_Problem requirements_
Present an exact copy of each line below.

_The data_
===
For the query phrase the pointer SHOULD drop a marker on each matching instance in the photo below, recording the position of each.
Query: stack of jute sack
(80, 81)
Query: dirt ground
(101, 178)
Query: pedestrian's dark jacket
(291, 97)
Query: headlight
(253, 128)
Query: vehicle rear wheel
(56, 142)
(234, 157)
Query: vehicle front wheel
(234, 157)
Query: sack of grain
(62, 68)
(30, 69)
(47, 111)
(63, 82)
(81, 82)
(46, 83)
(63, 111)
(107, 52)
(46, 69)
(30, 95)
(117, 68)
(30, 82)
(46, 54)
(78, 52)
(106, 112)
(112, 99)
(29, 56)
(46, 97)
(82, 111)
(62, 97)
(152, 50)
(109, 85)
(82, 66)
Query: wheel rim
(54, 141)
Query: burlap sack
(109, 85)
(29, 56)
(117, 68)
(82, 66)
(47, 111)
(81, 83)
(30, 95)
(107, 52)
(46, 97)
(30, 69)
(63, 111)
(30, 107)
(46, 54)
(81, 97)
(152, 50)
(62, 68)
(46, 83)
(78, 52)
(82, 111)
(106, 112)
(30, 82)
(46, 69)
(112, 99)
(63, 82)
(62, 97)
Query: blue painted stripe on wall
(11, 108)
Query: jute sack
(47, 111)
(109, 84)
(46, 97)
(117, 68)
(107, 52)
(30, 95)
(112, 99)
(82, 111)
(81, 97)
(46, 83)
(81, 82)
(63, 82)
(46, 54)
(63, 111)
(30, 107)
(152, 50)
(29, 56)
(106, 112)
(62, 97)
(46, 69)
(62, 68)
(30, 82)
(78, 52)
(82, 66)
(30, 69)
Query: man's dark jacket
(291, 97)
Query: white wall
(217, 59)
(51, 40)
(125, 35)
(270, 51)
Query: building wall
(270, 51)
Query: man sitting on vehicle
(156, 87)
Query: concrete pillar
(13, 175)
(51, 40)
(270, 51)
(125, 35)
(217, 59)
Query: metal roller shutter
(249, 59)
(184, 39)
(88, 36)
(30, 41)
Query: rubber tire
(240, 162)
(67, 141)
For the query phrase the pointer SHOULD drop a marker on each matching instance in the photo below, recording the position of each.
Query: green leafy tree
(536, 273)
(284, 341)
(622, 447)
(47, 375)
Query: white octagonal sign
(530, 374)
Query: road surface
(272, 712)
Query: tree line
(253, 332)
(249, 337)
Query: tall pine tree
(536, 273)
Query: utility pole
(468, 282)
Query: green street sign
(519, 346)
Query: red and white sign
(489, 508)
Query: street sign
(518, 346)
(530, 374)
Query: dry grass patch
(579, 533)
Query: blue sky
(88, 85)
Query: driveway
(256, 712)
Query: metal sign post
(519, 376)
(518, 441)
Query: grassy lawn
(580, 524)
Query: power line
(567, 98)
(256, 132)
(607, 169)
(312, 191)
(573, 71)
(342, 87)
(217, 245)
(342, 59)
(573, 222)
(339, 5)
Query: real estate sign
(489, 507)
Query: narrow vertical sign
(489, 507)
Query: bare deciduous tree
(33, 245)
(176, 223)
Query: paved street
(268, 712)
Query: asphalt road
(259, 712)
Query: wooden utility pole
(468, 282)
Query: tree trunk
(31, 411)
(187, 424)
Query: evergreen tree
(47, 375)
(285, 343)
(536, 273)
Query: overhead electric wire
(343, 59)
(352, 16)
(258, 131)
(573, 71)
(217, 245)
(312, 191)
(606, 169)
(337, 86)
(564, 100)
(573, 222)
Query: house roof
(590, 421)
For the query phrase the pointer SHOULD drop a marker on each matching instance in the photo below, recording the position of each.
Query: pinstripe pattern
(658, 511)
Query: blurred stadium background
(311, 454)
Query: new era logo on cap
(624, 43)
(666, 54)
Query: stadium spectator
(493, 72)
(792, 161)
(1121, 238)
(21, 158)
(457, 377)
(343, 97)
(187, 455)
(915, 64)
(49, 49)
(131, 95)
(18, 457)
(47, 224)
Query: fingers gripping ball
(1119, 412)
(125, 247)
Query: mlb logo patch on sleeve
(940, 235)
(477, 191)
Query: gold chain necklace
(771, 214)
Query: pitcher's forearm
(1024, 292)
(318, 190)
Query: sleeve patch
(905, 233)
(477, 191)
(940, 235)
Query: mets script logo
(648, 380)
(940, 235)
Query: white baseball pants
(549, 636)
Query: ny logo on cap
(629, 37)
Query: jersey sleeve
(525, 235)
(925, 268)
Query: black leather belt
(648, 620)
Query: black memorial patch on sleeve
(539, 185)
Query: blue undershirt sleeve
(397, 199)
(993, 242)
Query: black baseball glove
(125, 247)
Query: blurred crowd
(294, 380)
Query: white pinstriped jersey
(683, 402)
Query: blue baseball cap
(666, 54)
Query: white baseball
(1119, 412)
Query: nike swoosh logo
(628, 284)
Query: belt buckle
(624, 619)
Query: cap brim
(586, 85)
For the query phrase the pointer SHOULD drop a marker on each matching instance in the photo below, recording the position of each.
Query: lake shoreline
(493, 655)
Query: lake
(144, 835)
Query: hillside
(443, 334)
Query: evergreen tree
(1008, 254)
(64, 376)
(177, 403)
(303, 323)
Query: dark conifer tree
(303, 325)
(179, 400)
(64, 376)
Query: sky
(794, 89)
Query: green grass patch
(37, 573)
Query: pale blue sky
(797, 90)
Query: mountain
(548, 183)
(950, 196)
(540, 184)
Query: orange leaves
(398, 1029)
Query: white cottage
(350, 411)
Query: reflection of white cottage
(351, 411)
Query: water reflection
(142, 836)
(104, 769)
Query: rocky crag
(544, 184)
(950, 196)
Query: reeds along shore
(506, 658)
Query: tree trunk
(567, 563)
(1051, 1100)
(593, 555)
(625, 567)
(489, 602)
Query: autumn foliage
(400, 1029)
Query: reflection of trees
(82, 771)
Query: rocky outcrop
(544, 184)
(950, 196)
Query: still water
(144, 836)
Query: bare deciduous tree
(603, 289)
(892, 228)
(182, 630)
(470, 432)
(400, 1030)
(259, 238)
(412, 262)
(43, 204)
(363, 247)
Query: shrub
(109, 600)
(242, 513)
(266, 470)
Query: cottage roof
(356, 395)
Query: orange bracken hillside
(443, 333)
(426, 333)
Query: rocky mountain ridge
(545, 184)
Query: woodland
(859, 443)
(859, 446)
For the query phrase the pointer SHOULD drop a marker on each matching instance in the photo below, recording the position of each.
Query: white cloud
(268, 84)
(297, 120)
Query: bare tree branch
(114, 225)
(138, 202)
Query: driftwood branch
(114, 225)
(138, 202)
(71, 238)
===
_Solution to the exercise_
For the query phrase the pointer SHOULD drop a marker on each matching instance in the photo below, recording the position of each.
Query: stack of jute sack
(80, 81)
Query: dirt ground
(101, 178)
Query: pedestrian's dark jacket
(291, 97)
Query: headlight
(253, 128)
Query: vehicle rear wheel
(56, 142)
(234, 157)
Query: vehicle front wheel
(234, 157)
Query: sack of grain
(62, 68)
(30, 69)
(47, 111)
(63, 82)
(81, 82)
(46, 83)
(63, 111)
(107, 52)
(46, 69)
(30, 95)
(117, 68)
(30, 82)
(46, 54)
(78, 52)
(106, 112)
(112, 99)
(29, 56)
(46, 97)
(82, 111)
(62, 97)
(152, 50)
(109, 85)
(82, 66)
Query: wheel rim
(54, 141)
Query: burlap sack
(109, 85)
(29, 56)
(117, 68)
(82, 66)
(47, 111)
(81, 83)
(30, 95)
(107, 52)
(46, 97)
(30, 69)
(63, 111)
(30, 107)
(46, 54)
(81, 97)
(152, 50)
(62, 68)
(46, 83)
(78, 52)
(82, 111)
(106, 112)
(30, 82)
(46, 69)
(112, 99)
(63, 82)
(62, 97)
Query: blue painted stripe on wall
(11, 108)
Query: jute sack
(47, 111)
(109, 84)
(46, 97)
(117, 68)
(107, 52)
(30, 95)
(112, 99)
(82, 111)
(81, 97)
(46, 83)
(81, 82)
(63, 82)
(46, 54)
(63, 111)
(30, 107)
(152, 50)
(29, 56)
(106, 112)
(62, 97)
(46, 69)
(62, 68)
(30, 82)
(78, 52)
(82, 66)
(30, 69)
Query: man's dark jacket
(291, 97)
Query: white wall
(217, 59)
(51, 40)
(125, 35)
(270, 51)
Query: building wall
(270, 51)
Query: man sitting on vehicle
(156, 87)
Query: concrete pillar
(13, 175)
(51, 40)
(270, 51)
(125, 35)
(217, 59)
Query: metal roller shutter
(249, 59)
(184, 39)
(88, 36)
(30, 41)
Query: rubber tire
(240, 162)
(67, 141)
For the query phrase the pointer SHOULD drop a marker on each matching instance in the photo below, recording the position of each.
Query: green leafy tree
(536, 273)
(284, 341)
(622, 447)
(47, 375)
Query: white octagonal sign
(530, 374)
Query: road surface
(272, 712)
Query: tree line
(253, 332)
(249, 337)
Query: tall pine tree
(536, 273)
Query: utility pole
(468, 282)
Query: green street sign
(519, 346)
Query: red and white sign
(489, 508)
Query: street sign
(518, 346)
(530, 374)
Query: dry grass patch
(579, 533)
Query: blue sky
(88, 85)
Query: driveway
(256, 712)
Query: metal sign post
(519, 376)
(518, 441)
Query: grassy lawn
(580, 524)
Query: power line
(567, 98)
(256, 132)
(607, 169)
(312, 191)
(573, 71)
(342, 87)
(217, 245)
(342, 59)
(573, 222)
(339, 5)
Query: real estate sign
(489, 507)
Query: narrow vertical sign
(489, 507)
Query: bare deciduous tree
(33, 245)
(176, 223)
Query: paved street
(268, 712)
Query: asphalt road
(259, 712)
Query: wooden utility pole
(468, 282)
Query: tree trunk
(31, 411)
(187, 424)
Query: evergreen tree
(47, 375)
(285, 343)
(536, 273)
Query: overhead electric wire
(343, 59)
(352, 16)
(258, 131)
(573, 71)
(217, 245)
(312, 191)
(606, 169)
(337, 86)
(564, 100)
(573, 222)
Query: house roof
(590, 421)
For the query phrase the pointer SHOULD drop a marker on each matching instance in the photo below, recording the position of each.
Query: pinstripe pattern
(658, 511)
Query: blurred stadium background
(311, 454)
Query: new era logo on cap
(624, 43)
(666, 54)
Query: stadium spectator
(493, 72)
(792, 161)
(1121, 238)
(21, 158)
(457, 377)
(343, 97)
(187, 455)
(915, 64)
(49, 49)
(131, 95)
(18, 457)
(47, 224)
Query: fingers gripping ball
(1119, 412)
(125, 247)
Query: mlb logo patch on sleeve
(940, 235)
(477, 191)
Query: gold chain necklace
(771, 214)
Query: pitcher's forearm
(1024, 292)
(318, 190)
Query: sleeve patch
(905, 233)
(477, 191)
(940, 235)
Query: mets script logo
(648, 380)
(940, 235)
Query: white baseball pants
(549, 636)
Query: ny logo on cap
(629, 37)
Query: jersey sleeve
(525, 235)
(925, 268)
Query: black leather belt
(648, 620)
Query: black memorial patch on sleeve
(539, 185)
Query: blue undershirt sleeve
(397, 199)
(993, 242)
Query: black baseball glove
(125, 247)
Query: blurred crowd
(294, 380)
Query: white pinstriped jersey
(683, 402)
Query: blue baseball cap
(666, 54)
Query: white baseball
(1119, 412)
Query: nike swoosh logo
(628, 284)
Query: belt buckle
(624, 619)
Query: cap brim
(586, 85)
For the query phrase the pointer SHOULD drop a marker on each matching instance in the photo below, recording the position of each.
Query: lake shoreline
(493, 655)
Query: lake
(144, 835)
Query: hillside
(443, 334)
Query: evergreen tree
(1008, 254)
(64, 376)
(177, 403)
(303, 323)
Query: dark conifer tree
(303, 325)
(179, 400)
(64, 376)
Query: sky
(794, 89)
Query: green grass patch
(37, 573)
Query: pale blue sky
(797, 90)
Query: mountain
(548, 183)
(950, 196)
(540, 184)
Query: orange leaves
(398, 1029)
Query: white cottage
(350, 411)
Query: reflection of white cottage
(351, 411)
Query: water reflection
(142, 836)
(104, 769)
Query: rocky crag
(544, 184)
(950, 196)
Query: reeds along shore
(506, 658)
Query: tree trunk
(567, 563)
(1051, 1100)
(593, 555)
(625, 567)
(489, 602)
Query: autumn foliage
(400, 1029)
Query: reflection of trees
(82, 771)
Query: rocky outcrop
(544, 184)
(950, 196)
Query: still water
(144, 836)
Query: bare deciduous tree
(603, 289)
(892, 228)
(182, 630)
(470, 432)
(400, 1030)
(259, 238)
(412, 262)
(43, 204)
(363, 247)
Query: shrub
(109, 600)
(242, 513)
(266, 470)
Query: cottage roof
(356, 395)
Query: orange bracken hillside
(443, 333)
(426, 333)
Query: rocky mountain ridge
(545, 184)
Query: woodland
(859, 443)
(859, 446)
For the query phrase the pointer SHOULD drop a marker on each matching instance in the photo below, recording the position of each.
Query: white cloud
(268, 84)
(297, 120)
Query: bare tree branch
(114, 225)
(138, 202)
Query: driftwood branch
(114, 225)
(138, 202)
(71, 238)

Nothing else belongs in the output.